Record list:

******

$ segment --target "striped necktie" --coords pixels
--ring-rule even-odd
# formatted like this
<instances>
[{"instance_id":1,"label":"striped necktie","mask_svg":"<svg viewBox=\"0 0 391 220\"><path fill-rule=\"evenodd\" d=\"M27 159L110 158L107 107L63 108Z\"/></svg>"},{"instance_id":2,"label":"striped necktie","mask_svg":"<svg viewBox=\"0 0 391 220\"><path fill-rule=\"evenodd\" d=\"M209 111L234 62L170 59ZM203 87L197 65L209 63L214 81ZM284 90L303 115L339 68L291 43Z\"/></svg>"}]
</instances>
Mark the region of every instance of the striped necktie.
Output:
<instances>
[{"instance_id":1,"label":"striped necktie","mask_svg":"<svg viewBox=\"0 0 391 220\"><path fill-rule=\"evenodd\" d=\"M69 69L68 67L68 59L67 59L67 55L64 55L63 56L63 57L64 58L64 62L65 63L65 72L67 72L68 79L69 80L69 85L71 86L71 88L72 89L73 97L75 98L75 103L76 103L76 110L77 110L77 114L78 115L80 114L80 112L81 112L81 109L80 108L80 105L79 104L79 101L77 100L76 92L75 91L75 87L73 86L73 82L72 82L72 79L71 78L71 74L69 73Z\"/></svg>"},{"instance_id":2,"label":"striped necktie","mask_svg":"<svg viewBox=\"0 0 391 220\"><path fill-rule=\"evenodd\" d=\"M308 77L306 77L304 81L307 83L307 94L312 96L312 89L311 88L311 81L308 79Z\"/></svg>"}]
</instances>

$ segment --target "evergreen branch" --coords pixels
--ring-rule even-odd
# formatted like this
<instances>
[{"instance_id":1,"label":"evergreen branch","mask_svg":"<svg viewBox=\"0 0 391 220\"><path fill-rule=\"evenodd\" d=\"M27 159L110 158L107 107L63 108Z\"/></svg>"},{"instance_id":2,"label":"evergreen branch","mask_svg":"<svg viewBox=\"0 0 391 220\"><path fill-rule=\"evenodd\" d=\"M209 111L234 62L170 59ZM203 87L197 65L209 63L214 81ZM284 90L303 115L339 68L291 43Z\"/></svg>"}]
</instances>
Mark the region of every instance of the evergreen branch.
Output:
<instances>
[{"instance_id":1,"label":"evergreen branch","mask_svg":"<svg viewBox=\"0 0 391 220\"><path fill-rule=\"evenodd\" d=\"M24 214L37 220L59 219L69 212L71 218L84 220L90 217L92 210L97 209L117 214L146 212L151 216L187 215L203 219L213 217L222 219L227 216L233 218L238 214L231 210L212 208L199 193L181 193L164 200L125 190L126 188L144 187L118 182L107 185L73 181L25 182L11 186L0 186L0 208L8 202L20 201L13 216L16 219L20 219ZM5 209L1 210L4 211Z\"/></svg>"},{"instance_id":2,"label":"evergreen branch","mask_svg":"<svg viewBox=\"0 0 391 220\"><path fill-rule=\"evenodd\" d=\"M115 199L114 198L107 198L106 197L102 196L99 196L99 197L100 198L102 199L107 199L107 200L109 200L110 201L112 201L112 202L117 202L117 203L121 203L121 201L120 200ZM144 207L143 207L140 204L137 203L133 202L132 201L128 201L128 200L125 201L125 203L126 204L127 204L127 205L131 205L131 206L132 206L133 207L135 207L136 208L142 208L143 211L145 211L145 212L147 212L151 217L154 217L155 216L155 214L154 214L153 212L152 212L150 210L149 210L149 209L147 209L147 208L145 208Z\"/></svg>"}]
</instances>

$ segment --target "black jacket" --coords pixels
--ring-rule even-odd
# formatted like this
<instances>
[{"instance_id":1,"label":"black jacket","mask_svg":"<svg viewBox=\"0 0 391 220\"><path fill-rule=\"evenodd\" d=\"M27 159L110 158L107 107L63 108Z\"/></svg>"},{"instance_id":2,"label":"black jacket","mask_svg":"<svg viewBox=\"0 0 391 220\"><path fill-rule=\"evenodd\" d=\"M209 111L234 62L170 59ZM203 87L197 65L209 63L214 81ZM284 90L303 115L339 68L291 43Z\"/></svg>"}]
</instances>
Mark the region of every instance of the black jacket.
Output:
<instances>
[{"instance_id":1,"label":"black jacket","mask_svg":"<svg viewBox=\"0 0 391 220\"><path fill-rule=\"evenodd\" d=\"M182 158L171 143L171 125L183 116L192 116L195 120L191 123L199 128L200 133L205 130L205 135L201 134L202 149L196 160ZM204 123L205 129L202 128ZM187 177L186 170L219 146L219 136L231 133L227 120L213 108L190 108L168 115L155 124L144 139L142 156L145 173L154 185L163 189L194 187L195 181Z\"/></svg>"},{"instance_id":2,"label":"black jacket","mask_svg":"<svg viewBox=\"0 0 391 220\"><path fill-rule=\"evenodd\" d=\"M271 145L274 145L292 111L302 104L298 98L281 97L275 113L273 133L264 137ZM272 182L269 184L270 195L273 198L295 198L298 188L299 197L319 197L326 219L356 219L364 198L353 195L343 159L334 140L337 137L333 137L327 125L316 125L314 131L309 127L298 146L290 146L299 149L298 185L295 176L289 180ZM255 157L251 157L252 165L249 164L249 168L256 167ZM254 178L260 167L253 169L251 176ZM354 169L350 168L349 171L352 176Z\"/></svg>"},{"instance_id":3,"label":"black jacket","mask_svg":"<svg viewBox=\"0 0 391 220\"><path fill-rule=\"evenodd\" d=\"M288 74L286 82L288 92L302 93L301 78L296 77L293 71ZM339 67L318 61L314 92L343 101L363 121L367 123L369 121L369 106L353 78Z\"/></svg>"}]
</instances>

******

Work required:
Please return each line in the records above that contains the string "coords". Case counts.

Response to this exercise:
$ segment --target "striped necktie" --coords pixels
$ segment --target "evergreen branch" --coords pixels
$ segment --target "black jacket" --coords pixels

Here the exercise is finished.